● THE TASKS
1. In the paper review excerpt, write out the stretch from "Q15 (Please explain" through "the ISMIR community.)" again, switching "label smoothing" to "soft labeling".
2. In the paper review excerpt, which evaluation metric does the take-home message name alongside the conformer-based model?
3. Write the next part of the paper review excerpt, picking up after its last line.

● PAGE EXTRACT

· · · · · · ·

Agree (Novel topic, task, or application)

Q14 (Reusable insights: The paper provides reusable insights (i.e. the capacity to gain an accurate and deep understanding). Such insights may go beyond the scope of the paper, domain or application, in order to build up consistent knowledge across the MIR community.)

Agree

Q15 (Please explain your assessment of reusable insights in the paper.)

The perceptually motivated approach this work takes could instigate similar research in other problems where hard labels seemingly present a performance ceiling.

Q16 ( Write ONE line (in your own words) with the main take-home message from the paper.)

A conformer-based model using label smoothing and a consonance-based evaluation metric shows strong promise for ACE.

Q17 (This paper is of award-winning quality.)

No

Q19 (Potential to generate discourse: The paper will generate discourse at the ISMIR conference or have a large influence/impact on the future of the ISMIR community.)

· · · · · · ·

● DATASET RECORDS
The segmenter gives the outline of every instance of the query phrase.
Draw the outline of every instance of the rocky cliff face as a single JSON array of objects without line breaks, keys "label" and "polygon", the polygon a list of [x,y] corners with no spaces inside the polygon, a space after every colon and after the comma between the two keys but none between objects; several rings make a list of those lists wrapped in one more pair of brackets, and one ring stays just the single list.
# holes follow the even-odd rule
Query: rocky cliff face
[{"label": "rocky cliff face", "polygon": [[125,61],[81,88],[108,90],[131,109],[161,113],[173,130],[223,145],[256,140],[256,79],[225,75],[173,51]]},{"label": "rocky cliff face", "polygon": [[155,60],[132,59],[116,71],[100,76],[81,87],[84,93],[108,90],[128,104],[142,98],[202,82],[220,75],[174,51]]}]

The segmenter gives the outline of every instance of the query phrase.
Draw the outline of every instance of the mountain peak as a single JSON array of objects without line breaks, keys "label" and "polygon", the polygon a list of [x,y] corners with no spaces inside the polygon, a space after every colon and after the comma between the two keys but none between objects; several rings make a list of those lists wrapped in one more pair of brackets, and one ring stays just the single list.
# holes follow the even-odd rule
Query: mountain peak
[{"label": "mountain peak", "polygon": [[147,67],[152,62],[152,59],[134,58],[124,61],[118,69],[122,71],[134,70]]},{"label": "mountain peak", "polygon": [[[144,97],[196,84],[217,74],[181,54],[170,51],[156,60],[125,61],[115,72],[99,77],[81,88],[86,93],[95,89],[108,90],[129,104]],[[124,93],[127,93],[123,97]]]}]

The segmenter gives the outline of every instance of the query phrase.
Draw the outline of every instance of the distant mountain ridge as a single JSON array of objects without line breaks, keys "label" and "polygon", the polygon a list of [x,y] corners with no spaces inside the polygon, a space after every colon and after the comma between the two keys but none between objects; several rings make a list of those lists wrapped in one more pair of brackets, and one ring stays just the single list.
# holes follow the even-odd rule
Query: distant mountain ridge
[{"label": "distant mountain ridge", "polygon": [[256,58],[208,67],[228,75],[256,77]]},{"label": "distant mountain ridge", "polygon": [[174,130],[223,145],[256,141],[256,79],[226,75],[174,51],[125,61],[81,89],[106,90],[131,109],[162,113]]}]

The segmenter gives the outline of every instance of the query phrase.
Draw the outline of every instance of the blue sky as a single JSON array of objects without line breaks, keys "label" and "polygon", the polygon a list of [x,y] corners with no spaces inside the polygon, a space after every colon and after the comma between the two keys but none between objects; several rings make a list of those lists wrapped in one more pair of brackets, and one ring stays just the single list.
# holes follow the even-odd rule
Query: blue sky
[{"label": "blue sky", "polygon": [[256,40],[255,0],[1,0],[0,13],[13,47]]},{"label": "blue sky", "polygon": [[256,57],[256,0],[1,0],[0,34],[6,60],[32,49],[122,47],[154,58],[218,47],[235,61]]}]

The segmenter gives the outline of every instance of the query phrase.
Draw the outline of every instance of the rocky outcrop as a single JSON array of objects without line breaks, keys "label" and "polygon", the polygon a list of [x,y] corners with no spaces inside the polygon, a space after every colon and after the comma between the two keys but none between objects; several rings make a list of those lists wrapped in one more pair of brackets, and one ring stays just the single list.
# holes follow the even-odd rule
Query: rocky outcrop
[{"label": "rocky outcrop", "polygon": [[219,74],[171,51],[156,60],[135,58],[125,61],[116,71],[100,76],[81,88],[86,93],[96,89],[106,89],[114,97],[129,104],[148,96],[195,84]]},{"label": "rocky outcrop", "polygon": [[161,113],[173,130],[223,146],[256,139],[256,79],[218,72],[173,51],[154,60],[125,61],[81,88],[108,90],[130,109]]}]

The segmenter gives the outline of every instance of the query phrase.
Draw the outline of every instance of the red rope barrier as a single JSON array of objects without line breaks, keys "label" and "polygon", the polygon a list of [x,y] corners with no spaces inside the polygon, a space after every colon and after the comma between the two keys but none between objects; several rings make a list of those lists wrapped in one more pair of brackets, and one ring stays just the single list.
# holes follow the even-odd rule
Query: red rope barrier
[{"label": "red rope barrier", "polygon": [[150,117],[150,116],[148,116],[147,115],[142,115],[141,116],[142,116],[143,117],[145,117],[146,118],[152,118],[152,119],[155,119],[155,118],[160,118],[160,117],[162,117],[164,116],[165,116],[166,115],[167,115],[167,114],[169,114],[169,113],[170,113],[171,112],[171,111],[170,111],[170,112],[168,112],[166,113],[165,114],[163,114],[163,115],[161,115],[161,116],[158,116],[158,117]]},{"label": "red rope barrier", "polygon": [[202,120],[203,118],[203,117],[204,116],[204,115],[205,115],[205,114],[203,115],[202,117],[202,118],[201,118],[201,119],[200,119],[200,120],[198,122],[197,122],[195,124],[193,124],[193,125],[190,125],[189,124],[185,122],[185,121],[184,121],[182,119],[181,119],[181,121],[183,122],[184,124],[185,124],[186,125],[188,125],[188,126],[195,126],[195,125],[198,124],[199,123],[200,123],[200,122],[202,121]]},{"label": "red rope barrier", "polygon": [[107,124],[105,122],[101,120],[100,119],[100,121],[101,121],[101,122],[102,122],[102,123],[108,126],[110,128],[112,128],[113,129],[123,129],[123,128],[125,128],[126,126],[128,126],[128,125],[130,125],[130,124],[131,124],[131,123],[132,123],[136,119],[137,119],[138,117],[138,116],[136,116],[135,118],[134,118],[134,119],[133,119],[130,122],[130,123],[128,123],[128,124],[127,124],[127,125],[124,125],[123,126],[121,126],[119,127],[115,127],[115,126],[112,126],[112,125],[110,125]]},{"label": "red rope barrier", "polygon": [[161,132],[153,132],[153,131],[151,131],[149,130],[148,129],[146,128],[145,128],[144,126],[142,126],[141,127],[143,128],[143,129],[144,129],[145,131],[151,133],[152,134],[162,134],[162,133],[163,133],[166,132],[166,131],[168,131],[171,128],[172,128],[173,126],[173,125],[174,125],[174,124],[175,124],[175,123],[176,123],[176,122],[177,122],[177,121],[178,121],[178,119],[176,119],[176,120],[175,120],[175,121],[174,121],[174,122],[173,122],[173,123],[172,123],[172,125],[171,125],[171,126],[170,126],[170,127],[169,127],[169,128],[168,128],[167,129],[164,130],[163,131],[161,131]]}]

· · · · · · ·

● ANSWERS TO THE EXERCISE
1.
Q15 (Please explain your assessment of reusable insights in the paper.)

The perceptually motivated approach this work takes could instigate similar research in other problems where hard labels seemingly present a performance ceiling.

Q16 ( Write ONE line (in your own words) with the main take-home message from the paper.)

A conformer-based model using soft labeling and a consonance-based evaluation metric shows strong promise for ACE.

Q17 (This paper is of award-winning quality.)

No

Q19 (Potential to generate discourse: The paper will generate discourse at the ISMIR conference or have a large influence/impact on the future of the ISMIR community.)

2. A consonance-based evaluation metric.

3.
Strongly agree

Q20 (Overall evaluation (to be completed before the discussion phase): Please first evaluate before the discussion phase. Keep in mind that minor flaws can be corrected, and should not be a reason to reject a paper. Please familiarize yourself with the reviewer guidelines at https://ismir.net/reviewer-guidelines.)

Weak accept

Q21 (Main review and comments for the authors (to be completed before the discussion phase). Please summarize strengths and weaknesses of the paper. It is essential that you justify the reason for the overall evaluation score in detail. Keep in mind that belittling or sarcastic comments are not appropriate.)

The presented work uses non-binary distance measures to model inter-annotator agreements together with consonance-based label smoothing as a means to train an audio chord estimation (ACE) model. This is interesting and multidimensional work with compelling results that will receive interest from the research community.

Authors introduce a perceptually-informed distance metric, in the context of Western music, that models the agreement between annotators in a musically meaningful way. They first define Mechanical Distance which quantifies the magnitude of deviation for each incorrect note from the target chord and by combining it with consonance they arrive at the Mechanical-Consonance metric which weighs each semitone deviation according to its perceptual consonance value. This metric achieves a higher inter-annotator agreement score and has better discriminative ability with respect to random data.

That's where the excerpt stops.